> _TEXT_:
········

Where, why, and how are (what are conventionally distinguished as) past and present actually related to each other? As Michel de Certeau observed in a masterful and much-lauded (though in recent years often forgotten) 1978 essay, two strategies of time and memory are confronted in modernity. One, associated with history-writing (historiography), is based on the artifice of a clean break between present and past, situating them side by side; the other, associated with psychoanalysis, recognizes the past in the present, by imbrication (one in place of the other), in repetition (one reproduces the other in another form), and the quid pro quo (one taking the place of another which is repressed). Memory is the arena of conflict, in de Certeau’s words, between two contrary operations: “forgetting, which is not something passive, a loss, but an action directed against the past; and the mnemic trace, the return of what was forgotten, in other words, an action by a past that is now forced to disguise itself” (Michel de Certeau, “Psychoanalysis and its History,” in Heterologies: Discourse on the Other, trans. Brian Massumi, Minneapolis: University of Minnesota Press, 1986, 3).

········

> _DATASET EXTRACT_:

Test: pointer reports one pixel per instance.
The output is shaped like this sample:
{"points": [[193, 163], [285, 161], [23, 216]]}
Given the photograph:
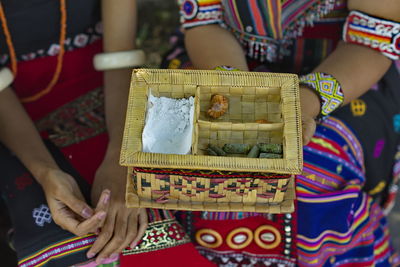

········

> _PROBLEM REQUIREMENTS_:
Continue the passage on de Certeau's two ways of relating past and present, starting right after its last sentence.

> _TASK OUTPUT_:
So melancholy with respect to the lost vibrancy of past art, artistry, artwork, or artifice is in fact much more than a one-dimensional trope. Holly’s book is divided into five finely illustrated chapters, of which the first (“The Melancholy Art”) and the last (“Mourning and Method”) are of more than parochial disciplinary interest, and all of which have appeared previously in various journals and anthologies between 1998 and 2008. Chapter 2, “Viennese Ghosts,” uses Vienna “to emblematize a particular state of melancholy—the nagging sensation that something is irretrievably gone at the same time that the fear of what is to come is too uncertain, too bewildering, too indeterminate—is almost too simple, the sometimes violent confrontation between the certainties of the past and the experiments of the bohemian present too exposed, in the culture at large” (50).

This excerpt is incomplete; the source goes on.